● Exercise requirements:
Reproduce the part of the Amphidromus xiengensis text below that opens with the words containing "Amphidromus xiengensis is" and closes with "Cambodia, and Laos.", replacing "land snail" with "terrestrial snail".

● Extract:
======

Species of gastropod

Amphidromus xiengensis is a species of land snail in the family Camaenidae. It is endemic to Southeast Asia with records from Thailand, Cambodia, and Laos.

The specific name xiengensis refers to its type locality, Chiang Mai.

- Variety
  Amphidromus xiengensis var. tryoni Pilsbry, 1900: synonym of Amphidromus flavus (L. Pfeiffer, 1861) (junior subjective synonym)

==Description==
The shell measures 17-36 mm in height and 9-17 mm in width.

The sinistral shell is narrowly perforate, elongate, conoid, subfusiform, and glossy. The growth-striae appear very fine on the upper whorls, gradually becoming more prominent on the body whorl, near the aperture. The spire is conic, with a bluish apex; comprising six and a half to seven whorls, the initial two are yellow, while the subsequent ones are ornamented on a light yellow ground with long radial brown and curved flames that are cut in the middle by a narrow yellow spiral zone. The suture is bordered by a narrow yellowish zone below which there is a series of little brown spots. The body whorl features a continuous reddish-brown sutural zone, and on its upper part, a crowded series of brown flames cut by a median yellow spiral; its lower or basal part displays three concentric zones (a yellow one between two brown ones). The aperture is suboval, somewhat angular below, and whitish inside, with the margins joined by a very thin and transparent callus. The columella is thick, rounded, and white; the outer lip appears widely reflexed and white.

======

● Data section:
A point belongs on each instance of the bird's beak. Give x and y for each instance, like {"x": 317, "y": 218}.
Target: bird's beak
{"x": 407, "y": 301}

======

● Worked solution:
Amphidromus xiengensis is a species of terrestrial snail in the family Camaenidae. It is endemic to Southeast Asia with records from Thailand, Cambodia, and Laos.